* **EXERCISE REQUIREMENTS**:
Every line that contains the word "tree" is to be copied from the listing.

* **ENTRIES SHOWN**:
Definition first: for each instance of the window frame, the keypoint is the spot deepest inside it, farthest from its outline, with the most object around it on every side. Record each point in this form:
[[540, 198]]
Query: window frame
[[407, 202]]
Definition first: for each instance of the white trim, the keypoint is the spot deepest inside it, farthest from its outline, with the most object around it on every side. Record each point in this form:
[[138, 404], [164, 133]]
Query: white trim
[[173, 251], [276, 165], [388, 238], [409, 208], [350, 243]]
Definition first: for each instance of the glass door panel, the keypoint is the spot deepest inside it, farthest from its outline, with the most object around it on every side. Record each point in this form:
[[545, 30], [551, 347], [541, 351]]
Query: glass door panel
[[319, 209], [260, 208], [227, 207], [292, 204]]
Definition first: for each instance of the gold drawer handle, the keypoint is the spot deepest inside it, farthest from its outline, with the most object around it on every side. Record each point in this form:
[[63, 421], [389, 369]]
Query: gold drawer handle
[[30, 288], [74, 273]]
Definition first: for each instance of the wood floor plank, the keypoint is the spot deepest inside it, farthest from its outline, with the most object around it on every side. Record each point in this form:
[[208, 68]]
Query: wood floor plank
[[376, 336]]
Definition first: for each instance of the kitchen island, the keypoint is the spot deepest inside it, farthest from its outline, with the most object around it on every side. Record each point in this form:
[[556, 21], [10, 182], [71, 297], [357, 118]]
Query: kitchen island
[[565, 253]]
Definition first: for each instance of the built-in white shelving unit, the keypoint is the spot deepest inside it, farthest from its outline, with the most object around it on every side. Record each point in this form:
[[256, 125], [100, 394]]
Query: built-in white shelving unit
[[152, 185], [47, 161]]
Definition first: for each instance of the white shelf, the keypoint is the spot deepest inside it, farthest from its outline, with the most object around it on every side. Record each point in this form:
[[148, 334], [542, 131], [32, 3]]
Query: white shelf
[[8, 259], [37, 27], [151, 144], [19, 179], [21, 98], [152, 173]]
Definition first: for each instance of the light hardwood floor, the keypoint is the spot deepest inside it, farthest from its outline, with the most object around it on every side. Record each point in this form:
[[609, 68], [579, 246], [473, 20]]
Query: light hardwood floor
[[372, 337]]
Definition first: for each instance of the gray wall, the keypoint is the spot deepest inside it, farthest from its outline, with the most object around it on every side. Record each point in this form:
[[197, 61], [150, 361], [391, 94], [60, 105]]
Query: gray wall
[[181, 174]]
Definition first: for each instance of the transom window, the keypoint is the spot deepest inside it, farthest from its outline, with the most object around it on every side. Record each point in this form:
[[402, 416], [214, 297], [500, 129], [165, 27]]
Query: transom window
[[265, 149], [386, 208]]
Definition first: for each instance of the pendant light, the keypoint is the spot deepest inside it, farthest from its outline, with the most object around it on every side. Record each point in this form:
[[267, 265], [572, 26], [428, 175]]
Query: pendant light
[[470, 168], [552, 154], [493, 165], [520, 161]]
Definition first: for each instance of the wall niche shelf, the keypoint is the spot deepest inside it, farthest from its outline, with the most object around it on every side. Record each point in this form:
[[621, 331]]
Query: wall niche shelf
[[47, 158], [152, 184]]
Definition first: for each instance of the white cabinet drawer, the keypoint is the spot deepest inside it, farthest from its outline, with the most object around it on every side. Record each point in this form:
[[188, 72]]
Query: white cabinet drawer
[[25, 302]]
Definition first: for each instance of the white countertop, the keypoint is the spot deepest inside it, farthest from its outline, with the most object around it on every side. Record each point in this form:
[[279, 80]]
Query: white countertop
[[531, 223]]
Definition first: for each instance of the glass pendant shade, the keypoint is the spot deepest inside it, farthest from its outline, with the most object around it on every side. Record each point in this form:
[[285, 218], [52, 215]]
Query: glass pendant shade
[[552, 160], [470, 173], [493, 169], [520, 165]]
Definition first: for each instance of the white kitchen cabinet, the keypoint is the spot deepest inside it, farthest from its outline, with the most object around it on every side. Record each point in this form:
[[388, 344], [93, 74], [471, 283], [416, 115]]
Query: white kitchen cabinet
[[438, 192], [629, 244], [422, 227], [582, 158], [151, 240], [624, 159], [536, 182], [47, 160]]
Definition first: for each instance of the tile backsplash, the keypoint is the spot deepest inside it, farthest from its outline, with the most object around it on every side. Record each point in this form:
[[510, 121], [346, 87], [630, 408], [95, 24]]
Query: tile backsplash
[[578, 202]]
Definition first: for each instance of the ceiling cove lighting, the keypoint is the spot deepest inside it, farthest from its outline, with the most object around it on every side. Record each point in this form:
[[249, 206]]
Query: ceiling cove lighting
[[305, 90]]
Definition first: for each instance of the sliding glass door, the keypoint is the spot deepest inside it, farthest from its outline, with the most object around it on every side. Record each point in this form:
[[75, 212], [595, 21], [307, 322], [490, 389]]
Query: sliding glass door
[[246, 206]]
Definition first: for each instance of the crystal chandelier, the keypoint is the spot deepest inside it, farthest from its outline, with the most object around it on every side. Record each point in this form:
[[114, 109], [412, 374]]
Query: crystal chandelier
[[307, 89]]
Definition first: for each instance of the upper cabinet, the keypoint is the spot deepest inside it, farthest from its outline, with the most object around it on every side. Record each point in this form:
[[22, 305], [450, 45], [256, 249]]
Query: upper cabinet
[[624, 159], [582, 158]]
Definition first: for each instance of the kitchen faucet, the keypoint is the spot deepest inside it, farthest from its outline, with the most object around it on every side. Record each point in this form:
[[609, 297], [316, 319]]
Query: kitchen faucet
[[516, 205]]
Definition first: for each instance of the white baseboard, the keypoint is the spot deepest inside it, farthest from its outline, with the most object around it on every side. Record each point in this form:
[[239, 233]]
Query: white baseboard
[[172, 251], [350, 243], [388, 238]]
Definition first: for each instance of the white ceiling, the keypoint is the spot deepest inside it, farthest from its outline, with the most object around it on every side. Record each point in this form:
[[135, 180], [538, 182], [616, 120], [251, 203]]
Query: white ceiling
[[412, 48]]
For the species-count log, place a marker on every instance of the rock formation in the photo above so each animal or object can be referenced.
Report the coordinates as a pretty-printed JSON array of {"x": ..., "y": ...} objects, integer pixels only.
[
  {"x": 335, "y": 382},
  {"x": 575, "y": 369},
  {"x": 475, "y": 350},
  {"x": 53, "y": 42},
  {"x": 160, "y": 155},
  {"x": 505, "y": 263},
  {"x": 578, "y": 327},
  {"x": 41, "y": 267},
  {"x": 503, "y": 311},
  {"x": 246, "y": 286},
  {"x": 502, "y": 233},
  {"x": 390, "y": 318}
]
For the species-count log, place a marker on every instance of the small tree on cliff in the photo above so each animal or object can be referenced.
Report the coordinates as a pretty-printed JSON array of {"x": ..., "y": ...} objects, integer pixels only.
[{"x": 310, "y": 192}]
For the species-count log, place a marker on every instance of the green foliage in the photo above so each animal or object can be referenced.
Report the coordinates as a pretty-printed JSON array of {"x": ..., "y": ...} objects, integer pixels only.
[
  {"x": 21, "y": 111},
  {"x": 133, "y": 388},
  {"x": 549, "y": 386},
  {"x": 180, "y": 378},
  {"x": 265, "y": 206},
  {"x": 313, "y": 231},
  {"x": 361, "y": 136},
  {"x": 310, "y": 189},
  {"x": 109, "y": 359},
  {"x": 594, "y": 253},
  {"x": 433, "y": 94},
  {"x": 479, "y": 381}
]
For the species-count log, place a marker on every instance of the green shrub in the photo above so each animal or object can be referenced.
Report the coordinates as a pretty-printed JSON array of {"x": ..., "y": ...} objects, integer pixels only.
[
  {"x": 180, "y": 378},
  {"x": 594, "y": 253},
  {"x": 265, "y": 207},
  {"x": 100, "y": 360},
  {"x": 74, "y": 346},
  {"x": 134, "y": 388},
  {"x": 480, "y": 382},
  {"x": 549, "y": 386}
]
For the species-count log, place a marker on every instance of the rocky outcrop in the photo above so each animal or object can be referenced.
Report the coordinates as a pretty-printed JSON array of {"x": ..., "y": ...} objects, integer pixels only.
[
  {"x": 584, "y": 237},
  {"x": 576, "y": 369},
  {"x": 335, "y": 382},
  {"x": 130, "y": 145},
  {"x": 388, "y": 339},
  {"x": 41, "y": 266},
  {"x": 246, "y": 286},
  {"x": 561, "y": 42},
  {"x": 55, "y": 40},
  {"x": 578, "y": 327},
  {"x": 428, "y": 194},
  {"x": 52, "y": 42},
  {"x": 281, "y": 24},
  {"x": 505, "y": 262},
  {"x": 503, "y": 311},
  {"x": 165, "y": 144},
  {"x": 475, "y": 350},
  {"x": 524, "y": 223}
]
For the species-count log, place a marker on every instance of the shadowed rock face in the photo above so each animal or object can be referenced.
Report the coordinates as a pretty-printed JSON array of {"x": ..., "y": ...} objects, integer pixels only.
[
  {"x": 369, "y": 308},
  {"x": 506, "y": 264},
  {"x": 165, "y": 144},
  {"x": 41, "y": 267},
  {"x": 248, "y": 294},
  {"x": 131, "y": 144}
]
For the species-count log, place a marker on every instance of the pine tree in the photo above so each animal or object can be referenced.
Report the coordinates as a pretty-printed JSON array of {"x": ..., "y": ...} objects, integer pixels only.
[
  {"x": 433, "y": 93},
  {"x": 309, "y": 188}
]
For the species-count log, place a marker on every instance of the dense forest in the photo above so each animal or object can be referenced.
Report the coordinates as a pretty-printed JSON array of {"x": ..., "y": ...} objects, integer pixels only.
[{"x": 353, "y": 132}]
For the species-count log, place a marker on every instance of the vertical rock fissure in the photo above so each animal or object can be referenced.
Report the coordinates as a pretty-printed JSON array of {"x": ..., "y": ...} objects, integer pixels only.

* **TASK RESPONSE**:
For the species-count log, place a marker on every instance of the small tree on cliff in the photo above so each animal or object can be referenced.
For the species-count log, place a marker on every instance of the pine tree in the photo above so each animal or object can be referenced.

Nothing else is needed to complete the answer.